Review the listing and copy each line that holds the word "blue".

*** Opening of INFORMATION SHOWN ***

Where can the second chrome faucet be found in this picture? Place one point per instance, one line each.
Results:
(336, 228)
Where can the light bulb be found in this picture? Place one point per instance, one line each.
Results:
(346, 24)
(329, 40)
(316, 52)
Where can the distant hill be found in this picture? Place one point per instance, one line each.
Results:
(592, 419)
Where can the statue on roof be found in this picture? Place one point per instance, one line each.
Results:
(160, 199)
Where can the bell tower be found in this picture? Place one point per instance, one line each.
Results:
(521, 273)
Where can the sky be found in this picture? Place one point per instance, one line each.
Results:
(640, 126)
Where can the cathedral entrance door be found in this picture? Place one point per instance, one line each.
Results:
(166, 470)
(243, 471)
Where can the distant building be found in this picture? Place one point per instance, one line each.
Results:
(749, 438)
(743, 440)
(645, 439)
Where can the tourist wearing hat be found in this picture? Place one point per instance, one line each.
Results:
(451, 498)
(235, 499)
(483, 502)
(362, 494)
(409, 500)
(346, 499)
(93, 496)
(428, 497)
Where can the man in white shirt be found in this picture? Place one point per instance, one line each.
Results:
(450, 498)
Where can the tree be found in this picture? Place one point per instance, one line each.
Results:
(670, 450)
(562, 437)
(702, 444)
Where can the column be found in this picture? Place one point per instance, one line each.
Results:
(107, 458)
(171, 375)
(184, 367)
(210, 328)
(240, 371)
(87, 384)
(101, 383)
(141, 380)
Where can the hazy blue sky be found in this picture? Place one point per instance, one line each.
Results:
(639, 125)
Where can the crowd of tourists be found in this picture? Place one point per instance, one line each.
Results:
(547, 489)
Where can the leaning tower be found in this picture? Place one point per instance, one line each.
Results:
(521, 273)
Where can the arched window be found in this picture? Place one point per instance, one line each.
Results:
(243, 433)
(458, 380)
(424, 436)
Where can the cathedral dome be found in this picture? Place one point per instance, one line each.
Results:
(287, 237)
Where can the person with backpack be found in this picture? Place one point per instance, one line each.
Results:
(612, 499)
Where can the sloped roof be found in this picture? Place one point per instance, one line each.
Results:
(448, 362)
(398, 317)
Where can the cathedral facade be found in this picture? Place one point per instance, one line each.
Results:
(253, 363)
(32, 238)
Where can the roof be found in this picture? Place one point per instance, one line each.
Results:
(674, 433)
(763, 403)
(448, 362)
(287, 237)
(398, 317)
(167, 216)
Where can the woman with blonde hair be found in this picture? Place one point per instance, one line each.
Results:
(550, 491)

*** Close of INFORMATION SHOWN ***
*** Opening of INFORMATION SHOWN ***

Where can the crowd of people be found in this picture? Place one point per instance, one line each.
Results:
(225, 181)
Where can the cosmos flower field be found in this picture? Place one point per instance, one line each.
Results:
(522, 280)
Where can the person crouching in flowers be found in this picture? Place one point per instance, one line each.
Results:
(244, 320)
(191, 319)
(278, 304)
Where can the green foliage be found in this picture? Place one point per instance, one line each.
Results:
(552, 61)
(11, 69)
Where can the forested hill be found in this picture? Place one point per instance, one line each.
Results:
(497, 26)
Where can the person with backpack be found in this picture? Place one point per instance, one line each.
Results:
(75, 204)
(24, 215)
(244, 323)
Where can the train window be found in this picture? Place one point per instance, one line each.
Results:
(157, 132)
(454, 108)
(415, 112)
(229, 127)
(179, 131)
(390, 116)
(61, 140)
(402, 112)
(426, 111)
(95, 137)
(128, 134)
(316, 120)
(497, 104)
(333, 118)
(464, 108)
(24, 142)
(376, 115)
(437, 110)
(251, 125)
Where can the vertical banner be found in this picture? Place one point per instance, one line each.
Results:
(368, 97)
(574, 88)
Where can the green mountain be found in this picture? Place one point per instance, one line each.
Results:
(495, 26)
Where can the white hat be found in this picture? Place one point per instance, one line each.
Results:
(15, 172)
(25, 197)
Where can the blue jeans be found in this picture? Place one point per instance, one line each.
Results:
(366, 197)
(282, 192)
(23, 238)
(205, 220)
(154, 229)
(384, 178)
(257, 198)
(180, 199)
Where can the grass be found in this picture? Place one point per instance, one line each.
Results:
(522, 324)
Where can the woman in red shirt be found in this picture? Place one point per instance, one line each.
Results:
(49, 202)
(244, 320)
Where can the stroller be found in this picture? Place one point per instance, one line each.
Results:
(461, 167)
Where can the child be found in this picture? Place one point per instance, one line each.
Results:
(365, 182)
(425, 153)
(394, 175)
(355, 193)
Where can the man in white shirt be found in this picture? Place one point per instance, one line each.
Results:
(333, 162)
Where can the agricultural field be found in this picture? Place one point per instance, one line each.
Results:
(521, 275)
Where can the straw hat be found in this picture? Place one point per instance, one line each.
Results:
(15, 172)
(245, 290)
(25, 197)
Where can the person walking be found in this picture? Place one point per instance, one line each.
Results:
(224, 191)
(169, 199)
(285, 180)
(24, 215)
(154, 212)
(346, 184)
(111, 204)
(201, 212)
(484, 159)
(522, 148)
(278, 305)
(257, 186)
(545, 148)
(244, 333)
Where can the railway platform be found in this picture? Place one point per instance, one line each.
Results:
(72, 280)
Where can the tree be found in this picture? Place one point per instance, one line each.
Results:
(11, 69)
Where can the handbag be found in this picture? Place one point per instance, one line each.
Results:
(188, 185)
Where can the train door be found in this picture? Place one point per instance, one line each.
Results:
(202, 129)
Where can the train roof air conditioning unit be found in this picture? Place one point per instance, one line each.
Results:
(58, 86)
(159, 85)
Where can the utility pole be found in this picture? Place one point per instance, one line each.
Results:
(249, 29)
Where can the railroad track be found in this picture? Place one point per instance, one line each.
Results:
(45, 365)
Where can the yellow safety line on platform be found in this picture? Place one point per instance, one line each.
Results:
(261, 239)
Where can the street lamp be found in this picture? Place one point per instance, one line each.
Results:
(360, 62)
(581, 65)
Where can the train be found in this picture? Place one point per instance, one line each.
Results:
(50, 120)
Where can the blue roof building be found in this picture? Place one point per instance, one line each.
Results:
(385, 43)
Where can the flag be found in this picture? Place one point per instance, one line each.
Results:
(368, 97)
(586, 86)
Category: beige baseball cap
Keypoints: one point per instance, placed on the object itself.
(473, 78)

*** Close of INFORMATION SHOWN ***

» **ANSWER SPACE**:
Where can the hazy blue sky be found in this picture? Place one point per instance, one line each.
Where can the blue jeans be found in this picture? Place one point per instance, one line each.
Where can the blue roof building be found in this picture? Place one point per instance, one line each.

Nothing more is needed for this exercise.